++++ Textauszug

STADTAUTOBAHN Dreispurig durch Berlin
Nach einem Terminkalender, der die Mitglieder der deutschen Studiengruppe jeden Tag von 9 bis 18 Uhr beanspruchte, wallfahrteten sieben Westberliner Straßenbau-Fachleute zu den Attraktionen der amerikanischen Super-Autobahnen. Sie fuhren über die acht- und zehnbahnigen Freeways, die sich ober- und unterirdisch durch die Großstädte ziehen, photographierten die großzügigen Nebenfahrbahnen, über die sich Autofahrer mit hoher Geschwindigkeit in den fließenden Verkehr einschleusen können, und studierten die Pfeiler-Konstruktionen, auf denen die Autobahnen in zehn Meter Höhe in dicht besiedelte Gebiete geführt werden.

++++++++

Zähle alle Tätigkeiten auf, die der Textauszug zur Berliner Stadtautobahn den Fachleuten in dem Satz zuschreibt, der mit „Sie fuhren“ beginnt. Das Material wird für die Bearbeitung nicht gebraucht.

++++ Bereitgestellte Daten

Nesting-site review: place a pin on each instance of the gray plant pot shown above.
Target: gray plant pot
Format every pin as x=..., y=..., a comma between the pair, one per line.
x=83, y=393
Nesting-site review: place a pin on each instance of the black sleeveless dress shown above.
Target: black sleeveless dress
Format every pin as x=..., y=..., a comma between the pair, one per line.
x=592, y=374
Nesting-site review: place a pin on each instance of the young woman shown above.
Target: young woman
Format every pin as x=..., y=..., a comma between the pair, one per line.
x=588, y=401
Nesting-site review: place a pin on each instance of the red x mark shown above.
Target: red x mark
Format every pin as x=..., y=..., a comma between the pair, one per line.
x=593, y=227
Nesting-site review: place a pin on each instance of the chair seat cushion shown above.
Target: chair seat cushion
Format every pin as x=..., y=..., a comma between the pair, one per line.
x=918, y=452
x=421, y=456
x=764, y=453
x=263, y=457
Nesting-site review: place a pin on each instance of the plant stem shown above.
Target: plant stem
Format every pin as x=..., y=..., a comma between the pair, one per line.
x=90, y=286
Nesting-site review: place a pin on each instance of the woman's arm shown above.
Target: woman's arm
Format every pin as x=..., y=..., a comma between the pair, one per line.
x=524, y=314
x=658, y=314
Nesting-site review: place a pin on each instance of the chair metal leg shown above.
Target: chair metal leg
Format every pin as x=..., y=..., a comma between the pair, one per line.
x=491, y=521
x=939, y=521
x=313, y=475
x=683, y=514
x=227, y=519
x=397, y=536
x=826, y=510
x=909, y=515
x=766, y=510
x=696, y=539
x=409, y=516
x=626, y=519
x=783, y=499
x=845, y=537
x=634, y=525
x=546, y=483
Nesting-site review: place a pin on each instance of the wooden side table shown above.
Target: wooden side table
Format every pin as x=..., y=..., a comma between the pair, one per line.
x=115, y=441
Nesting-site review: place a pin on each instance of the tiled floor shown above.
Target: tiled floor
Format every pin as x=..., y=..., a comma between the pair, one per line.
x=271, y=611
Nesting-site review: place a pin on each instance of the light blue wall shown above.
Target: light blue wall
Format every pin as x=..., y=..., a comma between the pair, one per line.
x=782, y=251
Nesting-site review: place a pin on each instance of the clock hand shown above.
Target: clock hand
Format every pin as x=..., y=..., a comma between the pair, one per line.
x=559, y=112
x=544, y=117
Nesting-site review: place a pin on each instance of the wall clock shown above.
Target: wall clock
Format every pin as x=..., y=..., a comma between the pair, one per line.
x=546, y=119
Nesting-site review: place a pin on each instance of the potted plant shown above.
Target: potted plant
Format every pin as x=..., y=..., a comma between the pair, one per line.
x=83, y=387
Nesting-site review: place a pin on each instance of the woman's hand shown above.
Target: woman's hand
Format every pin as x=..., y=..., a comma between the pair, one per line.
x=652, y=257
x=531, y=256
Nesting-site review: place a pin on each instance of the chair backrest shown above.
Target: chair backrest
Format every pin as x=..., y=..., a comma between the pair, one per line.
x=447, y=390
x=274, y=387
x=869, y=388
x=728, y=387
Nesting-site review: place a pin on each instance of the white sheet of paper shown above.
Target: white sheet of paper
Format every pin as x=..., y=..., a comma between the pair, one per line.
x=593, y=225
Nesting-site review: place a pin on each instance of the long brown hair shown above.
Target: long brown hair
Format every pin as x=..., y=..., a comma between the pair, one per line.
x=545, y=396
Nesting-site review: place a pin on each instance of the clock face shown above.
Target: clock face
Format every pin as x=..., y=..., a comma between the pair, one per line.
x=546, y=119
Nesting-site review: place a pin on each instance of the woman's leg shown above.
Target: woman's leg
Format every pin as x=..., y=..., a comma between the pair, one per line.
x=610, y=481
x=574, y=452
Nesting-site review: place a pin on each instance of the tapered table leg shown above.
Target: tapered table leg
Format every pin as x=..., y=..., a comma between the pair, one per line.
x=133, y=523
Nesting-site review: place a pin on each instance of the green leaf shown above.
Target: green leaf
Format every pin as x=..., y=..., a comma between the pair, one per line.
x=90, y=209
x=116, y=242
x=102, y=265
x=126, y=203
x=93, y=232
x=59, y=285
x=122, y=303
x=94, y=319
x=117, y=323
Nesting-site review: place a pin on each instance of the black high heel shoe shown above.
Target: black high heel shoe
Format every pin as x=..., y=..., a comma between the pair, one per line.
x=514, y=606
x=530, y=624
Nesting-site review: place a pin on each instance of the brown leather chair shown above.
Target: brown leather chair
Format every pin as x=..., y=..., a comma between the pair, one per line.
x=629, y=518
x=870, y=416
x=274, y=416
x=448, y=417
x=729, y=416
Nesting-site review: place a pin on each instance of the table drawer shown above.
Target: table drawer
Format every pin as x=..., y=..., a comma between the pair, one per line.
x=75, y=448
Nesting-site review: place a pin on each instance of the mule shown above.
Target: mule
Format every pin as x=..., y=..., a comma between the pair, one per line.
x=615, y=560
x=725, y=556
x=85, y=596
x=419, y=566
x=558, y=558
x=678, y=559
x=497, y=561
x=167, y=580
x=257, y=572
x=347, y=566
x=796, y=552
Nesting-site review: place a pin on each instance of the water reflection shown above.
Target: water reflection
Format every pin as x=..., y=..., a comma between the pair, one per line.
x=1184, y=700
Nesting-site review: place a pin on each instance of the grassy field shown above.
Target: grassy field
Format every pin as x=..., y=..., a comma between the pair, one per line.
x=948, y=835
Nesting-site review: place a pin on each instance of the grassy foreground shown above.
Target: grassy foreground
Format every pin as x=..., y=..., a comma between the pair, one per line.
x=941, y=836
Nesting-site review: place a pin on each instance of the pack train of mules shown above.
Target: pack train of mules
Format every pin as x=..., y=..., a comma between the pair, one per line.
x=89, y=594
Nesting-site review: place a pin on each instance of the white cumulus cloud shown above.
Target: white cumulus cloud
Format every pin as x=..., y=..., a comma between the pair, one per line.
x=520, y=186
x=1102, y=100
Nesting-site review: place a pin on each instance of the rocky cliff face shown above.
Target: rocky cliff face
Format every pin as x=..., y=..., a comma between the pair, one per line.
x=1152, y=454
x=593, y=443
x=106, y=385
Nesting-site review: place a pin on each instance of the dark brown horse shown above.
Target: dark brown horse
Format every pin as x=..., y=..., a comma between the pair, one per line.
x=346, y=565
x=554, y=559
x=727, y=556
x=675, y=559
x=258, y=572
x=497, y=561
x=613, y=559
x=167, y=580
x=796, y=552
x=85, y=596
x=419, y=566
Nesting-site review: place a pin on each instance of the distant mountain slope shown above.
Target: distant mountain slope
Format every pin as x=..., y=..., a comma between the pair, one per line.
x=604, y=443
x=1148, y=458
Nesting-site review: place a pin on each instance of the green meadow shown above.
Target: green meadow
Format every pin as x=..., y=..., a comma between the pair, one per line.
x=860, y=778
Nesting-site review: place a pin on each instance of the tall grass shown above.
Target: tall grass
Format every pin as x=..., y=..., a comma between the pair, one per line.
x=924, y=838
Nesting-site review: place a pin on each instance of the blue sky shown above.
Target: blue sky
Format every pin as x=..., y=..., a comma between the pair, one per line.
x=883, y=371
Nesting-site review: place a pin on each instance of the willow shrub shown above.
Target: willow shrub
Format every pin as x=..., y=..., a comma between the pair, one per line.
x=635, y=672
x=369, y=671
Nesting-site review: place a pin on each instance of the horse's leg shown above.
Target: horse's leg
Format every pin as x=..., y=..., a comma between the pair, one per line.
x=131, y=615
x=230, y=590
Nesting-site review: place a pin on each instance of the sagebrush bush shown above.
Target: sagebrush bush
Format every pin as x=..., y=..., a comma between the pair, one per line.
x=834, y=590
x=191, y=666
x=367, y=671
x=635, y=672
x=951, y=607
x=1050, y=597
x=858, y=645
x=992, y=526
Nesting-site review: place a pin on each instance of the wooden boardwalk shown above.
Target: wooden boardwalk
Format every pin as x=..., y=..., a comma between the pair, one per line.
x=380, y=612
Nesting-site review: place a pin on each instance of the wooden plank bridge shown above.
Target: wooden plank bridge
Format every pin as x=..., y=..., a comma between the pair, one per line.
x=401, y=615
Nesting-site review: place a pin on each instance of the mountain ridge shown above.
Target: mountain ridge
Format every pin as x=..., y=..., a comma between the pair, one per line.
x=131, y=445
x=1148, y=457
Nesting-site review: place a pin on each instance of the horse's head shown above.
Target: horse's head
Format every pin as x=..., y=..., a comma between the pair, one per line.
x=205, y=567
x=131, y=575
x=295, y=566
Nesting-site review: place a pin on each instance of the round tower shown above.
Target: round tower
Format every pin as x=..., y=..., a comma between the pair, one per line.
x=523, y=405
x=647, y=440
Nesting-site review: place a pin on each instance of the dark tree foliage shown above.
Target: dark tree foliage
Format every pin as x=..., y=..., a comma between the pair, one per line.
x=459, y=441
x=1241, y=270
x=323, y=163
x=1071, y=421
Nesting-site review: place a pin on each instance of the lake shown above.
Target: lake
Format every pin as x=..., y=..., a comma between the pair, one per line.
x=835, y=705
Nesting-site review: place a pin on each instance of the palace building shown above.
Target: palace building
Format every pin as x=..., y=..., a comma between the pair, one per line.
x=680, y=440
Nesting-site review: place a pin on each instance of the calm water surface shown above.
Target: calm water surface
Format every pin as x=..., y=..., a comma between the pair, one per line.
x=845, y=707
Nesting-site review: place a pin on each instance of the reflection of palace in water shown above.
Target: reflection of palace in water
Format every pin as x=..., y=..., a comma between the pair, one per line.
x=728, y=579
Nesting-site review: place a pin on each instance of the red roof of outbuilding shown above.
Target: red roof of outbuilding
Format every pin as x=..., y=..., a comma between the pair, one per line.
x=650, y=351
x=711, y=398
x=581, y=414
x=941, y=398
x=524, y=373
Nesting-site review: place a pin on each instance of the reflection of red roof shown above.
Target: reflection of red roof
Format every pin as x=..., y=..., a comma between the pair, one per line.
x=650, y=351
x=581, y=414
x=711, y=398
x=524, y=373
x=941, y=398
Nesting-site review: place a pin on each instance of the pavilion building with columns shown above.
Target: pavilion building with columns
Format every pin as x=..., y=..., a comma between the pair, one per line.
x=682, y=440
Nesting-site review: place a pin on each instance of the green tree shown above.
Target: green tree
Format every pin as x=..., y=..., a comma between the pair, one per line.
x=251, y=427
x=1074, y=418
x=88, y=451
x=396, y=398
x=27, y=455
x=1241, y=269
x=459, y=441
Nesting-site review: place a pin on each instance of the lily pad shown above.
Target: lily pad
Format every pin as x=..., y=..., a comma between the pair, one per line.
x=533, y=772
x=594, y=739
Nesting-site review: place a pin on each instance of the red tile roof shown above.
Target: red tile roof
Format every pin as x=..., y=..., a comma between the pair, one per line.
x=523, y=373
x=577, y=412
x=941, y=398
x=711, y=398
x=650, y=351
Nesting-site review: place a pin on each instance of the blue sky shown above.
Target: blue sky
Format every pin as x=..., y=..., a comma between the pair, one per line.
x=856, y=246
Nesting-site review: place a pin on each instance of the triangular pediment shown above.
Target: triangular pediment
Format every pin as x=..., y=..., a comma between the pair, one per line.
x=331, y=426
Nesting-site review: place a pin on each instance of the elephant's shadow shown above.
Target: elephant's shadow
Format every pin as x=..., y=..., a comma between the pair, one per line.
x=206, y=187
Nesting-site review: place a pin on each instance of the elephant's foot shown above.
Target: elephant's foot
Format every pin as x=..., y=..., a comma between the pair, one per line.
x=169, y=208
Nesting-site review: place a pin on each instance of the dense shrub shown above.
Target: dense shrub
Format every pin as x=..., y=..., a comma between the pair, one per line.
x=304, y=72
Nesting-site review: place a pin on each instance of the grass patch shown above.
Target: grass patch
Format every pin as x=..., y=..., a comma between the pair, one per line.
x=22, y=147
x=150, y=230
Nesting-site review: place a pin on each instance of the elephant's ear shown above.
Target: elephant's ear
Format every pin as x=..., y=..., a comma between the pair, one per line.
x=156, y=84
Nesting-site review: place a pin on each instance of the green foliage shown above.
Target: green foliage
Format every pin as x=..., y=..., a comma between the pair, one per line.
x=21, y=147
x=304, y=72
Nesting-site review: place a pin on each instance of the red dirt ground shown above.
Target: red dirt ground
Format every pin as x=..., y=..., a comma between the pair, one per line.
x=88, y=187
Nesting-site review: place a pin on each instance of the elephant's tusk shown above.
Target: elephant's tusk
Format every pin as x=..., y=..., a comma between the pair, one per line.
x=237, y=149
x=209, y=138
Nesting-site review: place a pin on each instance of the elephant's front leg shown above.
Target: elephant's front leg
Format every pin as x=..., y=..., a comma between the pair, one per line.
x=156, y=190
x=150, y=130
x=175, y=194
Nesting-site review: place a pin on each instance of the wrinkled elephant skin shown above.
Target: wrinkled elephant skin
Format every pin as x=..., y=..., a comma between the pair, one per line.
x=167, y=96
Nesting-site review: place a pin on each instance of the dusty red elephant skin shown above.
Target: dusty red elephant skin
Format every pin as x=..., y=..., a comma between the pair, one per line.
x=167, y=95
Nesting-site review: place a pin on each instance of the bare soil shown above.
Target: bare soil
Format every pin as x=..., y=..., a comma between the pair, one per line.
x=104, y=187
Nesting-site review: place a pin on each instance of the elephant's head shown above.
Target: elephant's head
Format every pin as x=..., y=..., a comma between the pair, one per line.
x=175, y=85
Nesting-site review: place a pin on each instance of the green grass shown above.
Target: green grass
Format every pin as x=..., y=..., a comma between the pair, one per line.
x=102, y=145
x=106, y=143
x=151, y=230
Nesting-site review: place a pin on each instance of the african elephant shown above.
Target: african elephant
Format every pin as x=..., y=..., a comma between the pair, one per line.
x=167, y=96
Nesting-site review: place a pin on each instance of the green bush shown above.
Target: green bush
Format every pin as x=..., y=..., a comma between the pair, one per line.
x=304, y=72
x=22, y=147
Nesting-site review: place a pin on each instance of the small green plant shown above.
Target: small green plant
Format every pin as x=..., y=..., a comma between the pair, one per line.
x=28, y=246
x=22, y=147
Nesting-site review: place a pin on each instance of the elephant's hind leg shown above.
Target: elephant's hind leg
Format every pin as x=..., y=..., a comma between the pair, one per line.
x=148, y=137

++++++++

* Vollständige Antwort:
- Sie fuhren über die acht- und zehnbahnigen Freeways, die sich ober- und unterirdisch durch die Großstädte ziehen.
- Sie photographierten die großzügigen Nebenfahrbahnen, über die sich Autofahrer mit hoher Geschwindigkeit in den fließenden Verkehr einschleusen können.
- Sie studierten die Pfeiler-Konstruktionen, auf denen die Autobahnen in zehn Meter Höhe in dicht besiedelte Gebiete geführt werden.